**QUESTIONS:**
a - From the text on transcription tools, duplicate everything from "The next thing" down to "not the microphone.".
b - In the text on transcription tools, why have Otter, Fireflies, Plaud, Tinrec and Vocol stayed out of the writer's daily workflow? Explain in one to three sentences.

**TEXT SECTION:**
****

Otter / Fireflies / Plaud / Tinrec / Vocol have not made it into my daily workflow. In Chinese scenarios, NotebookLM’s recognition quality is noticeably better than Otter’s. Paid tools’ live transcription and speaker recognition are both weaker in Chinese, and the fixed monthly cost makes their ROI worse for me than the free three-tool combo.
CapCut’s Taiwanese Hokkien recognition is the key tool that fills NotebookLM’s weak spot. For mixed-language meetings or audio from elders, I first use CapCut to convert speech to text, then send it back to NotebookLM for Q&A. For pure Taiwanese Hokkien content, recognition reaches about 70-80%, much steadier than NotebookLM’s 30-40%.
The next thing I want to watch is how Taiwanese Hokkien support evolves. Once a steadier free Taiwanese Hokkien option appears, I will update this workflow again.
Further Reading
- NotebookLM Transcript Guide
- AI Meeting Notes Tool Overview
- AI Meeting Notes Tool Comparison
- CapCut AI Subtitle Guide|Automatic Taiwanese Hokkien Recognition
FAQ
Q: Is iPhone recording quality good enough?
Yes, if the phone is on the table within 2 meters. In my tests, the recognition error rate is around 5-10%. The real quality killer is background noise, not the microphone.
Q: How long does NotebookLM take to generate a transcript?

****

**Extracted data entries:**

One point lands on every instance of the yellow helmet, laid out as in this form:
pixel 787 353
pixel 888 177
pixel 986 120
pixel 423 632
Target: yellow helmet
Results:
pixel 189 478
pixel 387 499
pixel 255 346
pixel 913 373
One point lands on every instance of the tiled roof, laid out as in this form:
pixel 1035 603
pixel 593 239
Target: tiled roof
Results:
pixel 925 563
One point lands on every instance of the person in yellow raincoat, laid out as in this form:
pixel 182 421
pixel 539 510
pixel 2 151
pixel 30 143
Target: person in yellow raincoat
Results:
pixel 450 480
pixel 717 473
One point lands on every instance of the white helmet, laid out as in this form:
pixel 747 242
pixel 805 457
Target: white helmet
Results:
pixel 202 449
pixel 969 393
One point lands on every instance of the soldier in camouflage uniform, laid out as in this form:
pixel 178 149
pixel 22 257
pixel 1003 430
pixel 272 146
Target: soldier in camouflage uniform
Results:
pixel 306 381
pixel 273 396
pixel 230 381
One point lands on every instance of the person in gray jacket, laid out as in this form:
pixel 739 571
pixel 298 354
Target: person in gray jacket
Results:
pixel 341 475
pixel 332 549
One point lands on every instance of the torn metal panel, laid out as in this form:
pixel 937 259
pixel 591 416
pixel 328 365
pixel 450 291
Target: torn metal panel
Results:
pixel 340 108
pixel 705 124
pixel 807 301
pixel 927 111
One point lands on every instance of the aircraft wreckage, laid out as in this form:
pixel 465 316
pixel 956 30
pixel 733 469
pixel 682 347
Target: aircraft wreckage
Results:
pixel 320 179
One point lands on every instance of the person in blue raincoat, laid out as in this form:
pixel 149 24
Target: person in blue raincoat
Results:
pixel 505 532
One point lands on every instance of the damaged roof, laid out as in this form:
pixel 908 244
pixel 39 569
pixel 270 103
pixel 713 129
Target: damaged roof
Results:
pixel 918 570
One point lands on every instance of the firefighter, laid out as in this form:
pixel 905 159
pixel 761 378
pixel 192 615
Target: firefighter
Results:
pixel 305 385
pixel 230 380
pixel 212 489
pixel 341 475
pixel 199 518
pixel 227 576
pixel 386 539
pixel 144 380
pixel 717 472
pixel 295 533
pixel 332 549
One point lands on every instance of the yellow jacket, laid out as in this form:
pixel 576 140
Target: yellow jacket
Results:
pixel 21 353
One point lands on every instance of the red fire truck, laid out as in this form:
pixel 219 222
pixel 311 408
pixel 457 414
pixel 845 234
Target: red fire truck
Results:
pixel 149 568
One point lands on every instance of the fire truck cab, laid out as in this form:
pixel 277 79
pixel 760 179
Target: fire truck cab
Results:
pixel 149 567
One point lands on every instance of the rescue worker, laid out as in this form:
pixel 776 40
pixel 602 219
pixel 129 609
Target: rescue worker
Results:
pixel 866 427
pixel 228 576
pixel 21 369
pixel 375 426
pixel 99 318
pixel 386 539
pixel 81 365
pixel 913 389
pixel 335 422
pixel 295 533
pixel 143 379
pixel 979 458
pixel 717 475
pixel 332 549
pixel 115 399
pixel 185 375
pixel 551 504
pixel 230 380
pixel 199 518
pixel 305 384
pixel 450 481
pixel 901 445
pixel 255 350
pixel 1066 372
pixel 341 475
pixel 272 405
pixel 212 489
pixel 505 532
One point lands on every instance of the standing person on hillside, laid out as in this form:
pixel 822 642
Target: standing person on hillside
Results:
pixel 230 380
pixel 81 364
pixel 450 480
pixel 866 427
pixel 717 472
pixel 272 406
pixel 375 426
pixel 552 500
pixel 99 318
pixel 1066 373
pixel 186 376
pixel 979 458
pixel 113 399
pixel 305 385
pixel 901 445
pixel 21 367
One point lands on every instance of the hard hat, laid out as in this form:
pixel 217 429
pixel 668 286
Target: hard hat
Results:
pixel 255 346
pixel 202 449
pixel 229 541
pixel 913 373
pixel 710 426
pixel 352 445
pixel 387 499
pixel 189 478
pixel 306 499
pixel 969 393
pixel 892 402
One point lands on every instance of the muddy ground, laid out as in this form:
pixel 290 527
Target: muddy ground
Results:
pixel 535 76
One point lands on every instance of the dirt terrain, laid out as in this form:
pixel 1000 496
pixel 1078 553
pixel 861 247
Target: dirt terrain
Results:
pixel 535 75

****

**ANSWERS BY TASK:**
a -
The next thing I want to watch is how Taiwanese Hokkien support evolves. Once a steadier free Taiwanese Hokkien option appears, I will update this workflow again.
Further Reading
- NotebookLM Transcript Guide
- AI Meeting Notes Tool Overview
- AI Meeting Notes Tool Comparison
- CapCut AI Subtitle Guide|Automatic Taiwanese Hokkien Recognition
FAQ
Q: Is iPhone recording quality good enough?
Yes, if the phone is on the table within 2 meters. In my tests, the recognition error rate is around 5-10%. The real quality killer is background noise, not the microphone.

b - Their live transcription and speaker recognition are weaker in Chinese, and NotebookLM recognizes Chinese noticeably better than Otter. Their fixed monthly cost also gives the writer a worse return than the free three-tool combination.